But in a terse order that offered no explanation for its reasoning, the Supreme Court lifted Chen’s ruling while litigation proceeds in lower courts.

Justice Ketanji Brown Jackson dissented from the high court’s action, also without explanation.

A line in the Supreme Court’s order suggested the justices were not ruling out relief for Venezuelans who have already been “issued” work permits or other paperwork extending their legal status through October 2026 under the Biden administration initiative. But immigrant rights advocates said they believe the number who have such documents is small.

“This is the largest single action stripping any group of non-citizens of immigration status in modern U.S. history,” said University of California law professor Ahilan Arulanantham, one of the lawyers challenging Noem’s decisions. “That the Supreme Court authorized it in a two-paragraph order with no reasoning is truly shocking. The humanitarian and economic impact of the Court’s decision will be felt immediately, and will reverberate for generations.”

Spokespeople for the Department of Homeland Security did not immediately respond to a request for comment.

The high court’s decision appears to allow the Trump administration to immediately revoke TPS for the 350,000 Venezuelans who received protections under the Biden administration’s 2023 designation.

A separate group of 250,000 Venezuelans received TPS status under an earlier 2021 designation by the Biden administration. Those immigrants would have been covered by the Biden administration's extensions to October 2026, but are now at risk of losing their protections in September 2025 under the Trump plan. Noem has yet to announce whether she will end the program for Venezuelans entirely at that time.

[Pointing records]
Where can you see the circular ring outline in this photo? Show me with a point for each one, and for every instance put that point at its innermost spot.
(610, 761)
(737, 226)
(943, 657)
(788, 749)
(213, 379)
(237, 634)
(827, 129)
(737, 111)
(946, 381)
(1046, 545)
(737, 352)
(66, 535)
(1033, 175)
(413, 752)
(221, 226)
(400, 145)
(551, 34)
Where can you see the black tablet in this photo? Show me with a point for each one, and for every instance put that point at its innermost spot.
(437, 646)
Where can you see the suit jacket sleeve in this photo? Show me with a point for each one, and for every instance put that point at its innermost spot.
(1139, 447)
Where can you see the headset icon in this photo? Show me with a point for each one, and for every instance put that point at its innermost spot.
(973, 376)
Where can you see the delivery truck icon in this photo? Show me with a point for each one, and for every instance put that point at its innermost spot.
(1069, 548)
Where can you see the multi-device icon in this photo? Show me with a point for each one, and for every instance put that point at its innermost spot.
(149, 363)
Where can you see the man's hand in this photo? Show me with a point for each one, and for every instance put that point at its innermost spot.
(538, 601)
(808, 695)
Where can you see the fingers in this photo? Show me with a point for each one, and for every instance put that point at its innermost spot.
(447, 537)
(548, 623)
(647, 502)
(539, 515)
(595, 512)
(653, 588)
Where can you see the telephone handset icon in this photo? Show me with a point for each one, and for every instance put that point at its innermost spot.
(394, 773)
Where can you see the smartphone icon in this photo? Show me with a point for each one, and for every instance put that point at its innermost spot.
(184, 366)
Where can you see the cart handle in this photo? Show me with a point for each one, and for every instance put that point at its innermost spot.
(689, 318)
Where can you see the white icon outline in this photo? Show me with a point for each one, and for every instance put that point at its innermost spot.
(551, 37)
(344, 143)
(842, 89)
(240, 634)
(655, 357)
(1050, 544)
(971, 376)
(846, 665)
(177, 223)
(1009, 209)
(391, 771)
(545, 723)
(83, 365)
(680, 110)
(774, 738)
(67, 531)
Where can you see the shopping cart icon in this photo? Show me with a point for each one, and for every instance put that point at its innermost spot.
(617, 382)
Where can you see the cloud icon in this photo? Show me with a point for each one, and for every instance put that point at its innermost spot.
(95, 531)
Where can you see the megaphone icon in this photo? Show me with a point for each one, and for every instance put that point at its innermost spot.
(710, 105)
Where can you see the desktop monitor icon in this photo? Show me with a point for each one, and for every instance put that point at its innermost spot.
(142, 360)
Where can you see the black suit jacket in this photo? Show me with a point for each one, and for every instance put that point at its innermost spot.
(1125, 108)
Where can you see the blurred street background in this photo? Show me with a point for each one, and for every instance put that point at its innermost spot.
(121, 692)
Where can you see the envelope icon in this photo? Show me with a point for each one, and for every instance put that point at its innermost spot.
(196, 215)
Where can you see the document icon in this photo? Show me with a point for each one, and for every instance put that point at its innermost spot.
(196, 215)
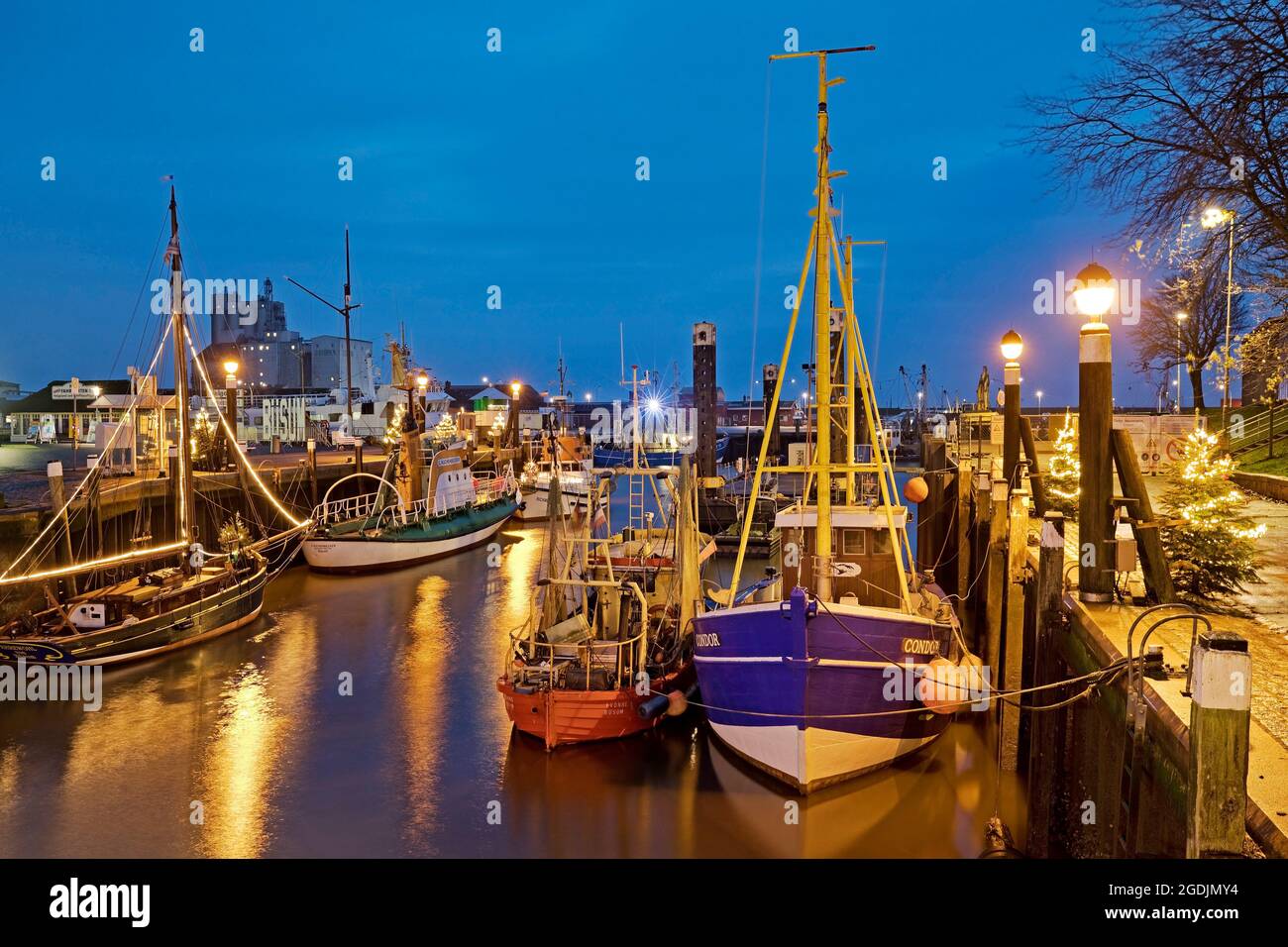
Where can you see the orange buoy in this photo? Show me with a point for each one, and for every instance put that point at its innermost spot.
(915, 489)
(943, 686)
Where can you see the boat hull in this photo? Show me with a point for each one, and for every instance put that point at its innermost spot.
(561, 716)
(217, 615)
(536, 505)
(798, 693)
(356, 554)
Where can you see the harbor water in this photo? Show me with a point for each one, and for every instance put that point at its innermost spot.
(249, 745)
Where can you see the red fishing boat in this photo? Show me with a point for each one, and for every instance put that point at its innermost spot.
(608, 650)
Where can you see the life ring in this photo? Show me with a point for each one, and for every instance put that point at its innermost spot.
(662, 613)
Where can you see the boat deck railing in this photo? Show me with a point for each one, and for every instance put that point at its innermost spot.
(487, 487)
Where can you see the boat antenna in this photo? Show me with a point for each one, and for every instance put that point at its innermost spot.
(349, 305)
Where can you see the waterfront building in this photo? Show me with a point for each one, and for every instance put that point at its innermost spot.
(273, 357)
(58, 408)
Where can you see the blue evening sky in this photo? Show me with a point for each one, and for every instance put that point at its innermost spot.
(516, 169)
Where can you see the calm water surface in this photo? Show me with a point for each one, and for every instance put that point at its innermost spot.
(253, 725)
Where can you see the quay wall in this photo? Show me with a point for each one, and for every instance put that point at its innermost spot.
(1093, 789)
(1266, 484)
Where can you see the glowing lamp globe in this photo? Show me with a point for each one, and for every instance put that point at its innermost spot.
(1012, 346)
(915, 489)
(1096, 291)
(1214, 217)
--
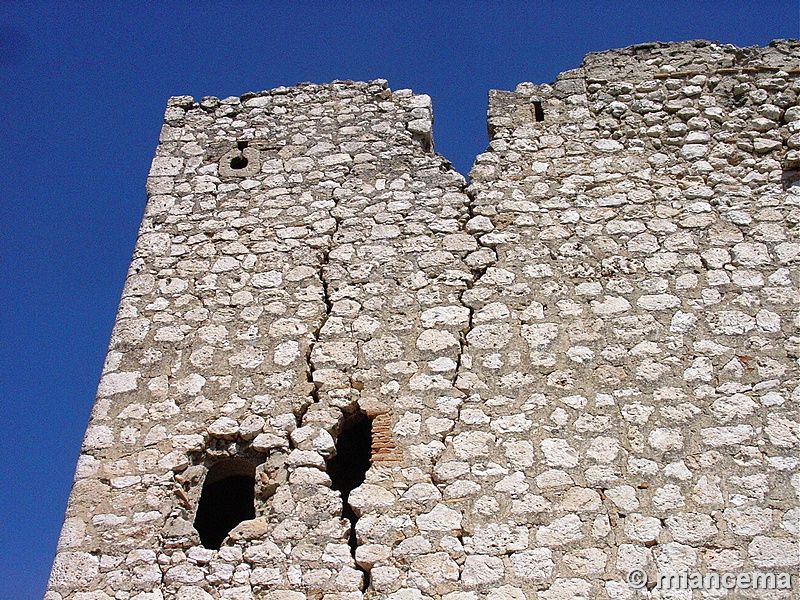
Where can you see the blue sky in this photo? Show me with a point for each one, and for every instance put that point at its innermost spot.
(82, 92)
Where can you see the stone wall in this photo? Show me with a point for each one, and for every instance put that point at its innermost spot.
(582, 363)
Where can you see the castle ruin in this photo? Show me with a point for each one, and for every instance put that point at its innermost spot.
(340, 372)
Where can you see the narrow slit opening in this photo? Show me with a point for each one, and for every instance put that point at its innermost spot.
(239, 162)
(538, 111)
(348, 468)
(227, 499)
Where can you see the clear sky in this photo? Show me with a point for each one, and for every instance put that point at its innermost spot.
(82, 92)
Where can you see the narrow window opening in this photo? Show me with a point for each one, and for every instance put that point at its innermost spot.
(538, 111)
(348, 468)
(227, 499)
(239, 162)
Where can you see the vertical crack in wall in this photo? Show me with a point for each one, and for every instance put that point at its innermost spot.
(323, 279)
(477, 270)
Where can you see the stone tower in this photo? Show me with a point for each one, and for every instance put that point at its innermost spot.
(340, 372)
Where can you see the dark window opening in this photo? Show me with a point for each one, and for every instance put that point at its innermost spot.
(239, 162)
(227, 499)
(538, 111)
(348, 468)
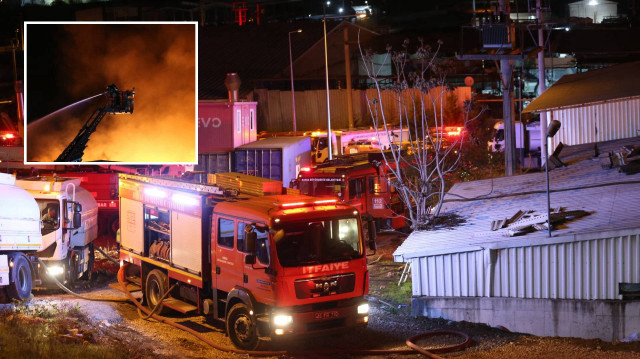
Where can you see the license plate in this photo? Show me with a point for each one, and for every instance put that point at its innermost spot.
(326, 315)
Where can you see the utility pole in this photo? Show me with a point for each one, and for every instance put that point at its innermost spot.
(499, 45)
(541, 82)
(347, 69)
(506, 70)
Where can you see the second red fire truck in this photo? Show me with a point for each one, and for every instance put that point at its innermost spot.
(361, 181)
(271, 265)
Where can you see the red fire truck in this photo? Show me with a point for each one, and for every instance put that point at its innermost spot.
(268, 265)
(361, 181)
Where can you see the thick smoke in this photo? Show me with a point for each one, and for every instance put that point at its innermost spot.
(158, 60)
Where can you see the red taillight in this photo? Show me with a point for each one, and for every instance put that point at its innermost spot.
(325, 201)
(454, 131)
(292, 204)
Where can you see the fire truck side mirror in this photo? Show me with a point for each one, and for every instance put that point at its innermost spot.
...
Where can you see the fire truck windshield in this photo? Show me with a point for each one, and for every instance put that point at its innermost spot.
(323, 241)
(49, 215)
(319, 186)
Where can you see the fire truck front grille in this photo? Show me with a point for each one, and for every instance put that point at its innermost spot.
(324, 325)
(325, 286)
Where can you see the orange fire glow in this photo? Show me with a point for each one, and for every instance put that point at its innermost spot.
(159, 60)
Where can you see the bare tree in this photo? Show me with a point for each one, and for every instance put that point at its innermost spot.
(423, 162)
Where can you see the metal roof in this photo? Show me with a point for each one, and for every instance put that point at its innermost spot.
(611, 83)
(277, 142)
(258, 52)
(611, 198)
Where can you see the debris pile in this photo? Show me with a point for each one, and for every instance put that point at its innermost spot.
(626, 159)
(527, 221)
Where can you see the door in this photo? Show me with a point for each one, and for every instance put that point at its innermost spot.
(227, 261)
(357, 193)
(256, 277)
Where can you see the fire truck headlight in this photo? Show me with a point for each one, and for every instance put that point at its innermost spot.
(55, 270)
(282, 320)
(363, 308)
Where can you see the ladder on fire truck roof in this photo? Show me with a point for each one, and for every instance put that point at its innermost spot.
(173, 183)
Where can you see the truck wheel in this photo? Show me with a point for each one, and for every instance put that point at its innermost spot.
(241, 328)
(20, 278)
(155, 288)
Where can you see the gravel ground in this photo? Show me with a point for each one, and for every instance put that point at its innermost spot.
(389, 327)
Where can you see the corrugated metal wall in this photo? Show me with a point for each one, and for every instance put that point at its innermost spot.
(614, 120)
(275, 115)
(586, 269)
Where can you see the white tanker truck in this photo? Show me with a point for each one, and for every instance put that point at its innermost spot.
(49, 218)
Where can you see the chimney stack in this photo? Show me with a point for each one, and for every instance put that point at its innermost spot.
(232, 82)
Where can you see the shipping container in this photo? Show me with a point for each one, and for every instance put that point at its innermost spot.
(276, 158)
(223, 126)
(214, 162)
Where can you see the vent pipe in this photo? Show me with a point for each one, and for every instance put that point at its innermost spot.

* **Task instructions**
• a. Translate this sentence from the excerpt on the Supreme Court's TPS order into Spanish: "Justice Ketanji Brown Jackson dissented from the high court’s action, also without explanation."
• b. Output the pointing records as a Markdown table with the columns No. and Text. Start with the line containing "Where can you see the truck" and continue through the line containing "Where can you see the vent", one row per line.
The records have nothing to do with the text.

* **Full answers**
• a. La jueza Ketanji Brown Jackson disintió de la decisión del alto tribunal, también sin dar explicación.

• b.
| No. | Text |
|---|---|
| 1 | Where can you see the truck wheel in this photo? Show me with a point for each one, and for every instance put that point at its innermost spot. |
| 2 | (241, 328) |
| 3 | (20, 278) |
| 4 | (155, 288) |
| 5 | Where can you see the gravel ground in this photo? Show me with a point for each one, and for every instance put that point at its innermost spot. |
| 6 | (389, 327) |
| 7 | Where can you see the corrugated metal wall in this photo? Show me with a point for each one, and for every instance put that point at its innermost spot. |
| 8 | (614, 120) |
| 9 | (275, 115) |
| 10 | (586, 269) |
| 11 | Where can you see the white tanker truck in this photo? Show me with a point for each one, and for every instance put that point at its innermost spot. |
| 12 | (49, 218) |
| 13 | Where can you see the chimney stack in this photo? Show me with a point for each one, and for every instance put that point at its innermost spot. |
| 14 | (232, 82) |
| 15 | Where can you see the shipping container in this photo? Show me with a point for each one, and for every instance put that point at its innermost spot. |
| 16 | (276, 158) |
| 17 | (223, 126) |
| 18 | (214, 162) |
| 19 | Where can you see the vent pipe in this photo? Show me with a point for each one, and for every instance put that point at its innermost spot. |